• **ФРАГМЕНТ ТЕКСТА**
_ _ _ _

Тридцать восемь лет спустя, когда Уинстон Черчилль был уже всемирно известной личностью, защитником страны от нацизма, он все еще хранил копию этой предсмертной записки Эдварда Вудкока и принес ее с собой в палату общин, чтобы зачитать, когда речь зашла о смертной казни. С тех пор как Вудкок написал эти строки, страна пережила кровавую бойню двух мировых войн, большая часть Европы еще находилась в руинах, а Черчилль не мог забыть человека, которого обвинили в убийстве по страсти, и который раздал все свои деньги детям, перед тем как пойти в полицию. Что более всего ужаснуло Вудкока — так это мысль всю жизнь провести в тюрьме.
«Не думаю, — заявил Черчилль в парламенте, — что уважаемые члены палаты, выступающие за отмену смертной казни, могут представить всю степень отчаяния человека, приговоренного вместо этого к пожизненному заключению. Для многих людей — все, конечно, зависит от склада характера, — ужаснее такого наказания представить нельзя».
Разумеется, Уинстон имел в виду и свой опыт сидения в бурской тюрьме, когда он был готов рискнуть всем, только бы вырваться на свободу. И в страхе Вудкока перед длительным тюремным заключением он угадывал свои собственные переживания узника в Южной Африке. Беспокойный и неугомонный Уинстон тоже не смог бы долго оставаться пленником — в буквальном и переносном смысле. Но он решил, что делает Вудкоку одолжение, когда отменил смертный приговор, и самоубийство заключенного послужило основанием для важнейшего умозаключения — есть вещи и похуже смерти.
Наверное, мало кто в палате общин 15 июля 1948 года понимал, что этот человек, который провел их сквозь испытания военных лет, который трудился изо всех сил, чтобы не сдаться врагу, — привносит что-то личное в обсуждение вопроса о смертной казни. Когда он настоял на том, чтобы зачитать предсмертную записку Эдварда Вудкока, члены палаты могли счесть, что это эксцентричная выходка старика, пожелавшего по какой-то причине встряхнуть былые воспоминания. Но Уинстон делился с ними переполнявшим его ощущением — отчаянием человека, который не может никуда деться.
Вот по какой причине один из опытнейших и умелых ораторов, в годы, когда его увенчала слава, помолчал перед тем, как громко зачитать грубоватые строки посмертной записки незатейливого человека эдвардианской эпохи: «Я обрадовался тому, что меня помиловали, — писал Вудкок родственникам. — Из-за вас, а не из-за себя. Потому что понимал смысл приговора «пожизненное заключение». С тех пор я все время думал, что же мне делать… и понял, уж лучше бы мне лежать в могиле. Если я выйду из тюрьмы даже через 15 лет, мне будет 61 год. Как мне найти работу в таком возрасте? Так что уж лучше я попрощаюсь с вами. Благослови вас Бог! Ваш бедный несчастный брат Э. Вудкок».
Черчилль снова сложил письмо, положил его в карман и обвел взглядом палату общин. «Я упомянул про этот случай, — сказал он, — для тех, кто приходит в ужас при мысли о вынесении смертного приговора, чтобы они помнили — есть что-то похуже могилы».

_ _ _ _

• **СУТЬ ЗАДАНИЯ**
Допишите следующую часть отрывка о Черчилле, начав сразу после его последнего предложения. Записи представляют собой самостоятельный материал, не связанный с отрывком о Черчилле.

_ _ _ _

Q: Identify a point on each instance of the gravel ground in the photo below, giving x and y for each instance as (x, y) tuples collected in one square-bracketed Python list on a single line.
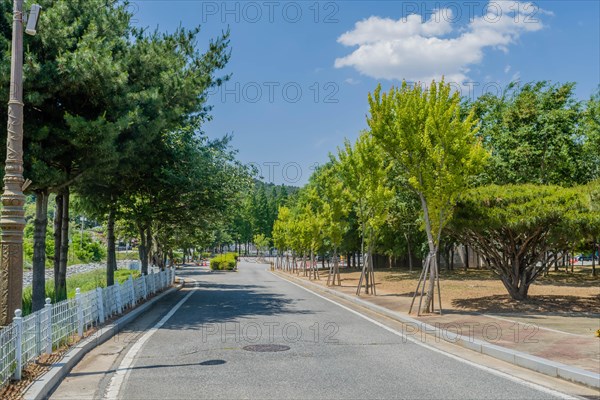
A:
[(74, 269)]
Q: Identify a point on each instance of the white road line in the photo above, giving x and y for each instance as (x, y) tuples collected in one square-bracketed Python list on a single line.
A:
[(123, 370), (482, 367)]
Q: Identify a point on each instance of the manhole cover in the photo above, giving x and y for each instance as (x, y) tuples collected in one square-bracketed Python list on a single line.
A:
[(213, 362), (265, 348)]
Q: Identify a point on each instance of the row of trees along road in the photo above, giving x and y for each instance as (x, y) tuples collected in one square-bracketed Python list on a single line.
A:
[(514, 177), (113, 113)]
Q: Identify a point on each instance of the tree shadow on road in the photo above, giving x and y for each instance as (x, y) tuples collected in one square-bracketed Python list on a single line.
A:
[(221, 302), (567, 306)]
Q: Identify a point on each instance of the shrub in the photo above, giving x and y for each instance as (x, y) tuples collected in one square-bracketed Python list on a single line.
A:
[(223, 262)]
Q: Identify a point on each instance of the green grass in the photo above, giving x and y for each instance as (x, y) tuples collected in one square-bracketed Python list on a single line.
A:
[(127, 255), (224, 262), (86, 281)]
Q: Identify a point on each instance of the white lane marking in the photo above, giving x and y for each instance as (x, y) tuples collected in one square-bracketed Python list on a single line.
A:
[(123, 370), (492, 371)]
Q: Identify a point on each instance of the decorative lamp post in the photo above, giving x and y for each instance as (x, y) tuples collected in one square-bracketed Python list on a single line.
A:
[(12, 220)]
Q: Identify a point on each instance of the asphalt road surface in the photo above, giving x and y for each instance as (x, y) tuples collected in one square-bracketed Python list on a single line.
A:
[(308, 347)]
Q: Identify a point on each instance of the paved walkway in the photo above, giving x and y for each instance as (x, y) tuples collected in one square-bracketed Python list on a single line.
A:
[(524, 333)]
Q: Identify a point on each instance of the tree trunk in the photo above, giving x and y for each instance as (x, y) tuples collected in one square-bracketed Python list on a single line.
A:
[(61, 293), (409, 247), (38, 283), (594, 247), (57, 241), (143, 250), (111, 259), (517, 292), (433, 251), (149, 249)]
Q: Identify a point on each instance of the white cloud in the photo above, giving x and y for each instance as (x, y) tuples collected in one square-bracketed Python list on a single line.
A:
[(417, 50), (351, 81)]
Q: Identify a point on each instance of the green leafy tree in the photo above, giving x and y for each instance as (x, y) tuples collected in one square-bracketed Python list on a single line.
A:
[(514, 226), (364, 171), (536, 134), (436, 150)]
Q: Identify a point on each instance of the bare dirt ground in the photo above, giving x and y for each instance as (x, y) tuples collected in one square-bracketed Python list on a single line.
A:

_ _ _ _

• **ОТВЕТ НА ЗАДАНИЕ**
Эдварда Вудкока арестовали в конце мая, однако ни он, ни его жертва, Элизабет Энн Джонсон, почти не привлекли внимания прессы. Потому что в это время вся страна была опечалена смертью другого Эдуарда — короля, — и никому не было дела до трагедии, случившейся в трущобах фабричного города. 6 мая 1910 года Эдуард VII умер в покоях Букингемского дворца.
Несмотря на сравнительную краткость его правления, покойного короля воспринимали как величественную фигуру в истории. Он был добродушный, почти по-отечески настроенный, верно исполнявший свой долг, но одновременно не отказывающий себе и в удовольствиях, которые следовало измерять по самой высокой шкале, даже его аппетит, который можно было сравнивать с аппетитом Гаргантюа. Однако монарх вкушал со смаком и пониманием, как и полагается тюдоровскому монарху. Слишком хорошая жизнь разрушила здоровье. Его и без того полная фигура к концу жизни расплылась бесформенной массой, а в последние дни он уже почти не мог передвигаться. Один германский дипломат записал после встречи: «Он настолько тучный, что не в состоянии нормально дышать, когда поднимается на три ступеньки лестницы».
Жизнь для него превратилась в сплошной праздник со светскими красавицами, благосклонность которых делала еще более комфортной его жизнь. Мать Уинстона относилась к числу таких дам. И она всегда сохраняла с ним самые теплые и нежные отношения, даже когда ее сын раздражал монарха. После смерти Эдуарда VII она воскликнула: «Великий король и любвеобильный мужчина».
Дженни знала, как себя вести с этим королем. Обращаться с ним следовало как можно более нежно и ласково. Однажды она даже посоветовала Уинстону, как лучше добиться желаемого от короля: «его надо чем-то ублажить. Он любит, когда его балуют». Без всякого сомнения, нежнейшие прикосновения ее пальцев помогали успокоить гнев старика, когда Уинстон выводил его из себя.
В последний год жизни Эдуарда VII сын Дженни нередко доставлял неприятности старому монарху. В сентябре 1909 года король совершил чрезвычайный шаг, поручив своему личному секретарю сделать публичный выговор Уинстону. Это случилось после того как одна из шотландских газет сообщила, что Черчилль высмеивал консерваторов за их обычай делать пэрами своих друзей из газетного бизнеса. Разгневанный лорд Ноллис попросил короля одернуть насмешника. В результате в «Таймс» появилось краткое сообщение: «Хотел бы сообщить, что, вопреки утверждению мистера Уинстона, возведение кого-то в звание пэра пока еще остается королевской прерогативой».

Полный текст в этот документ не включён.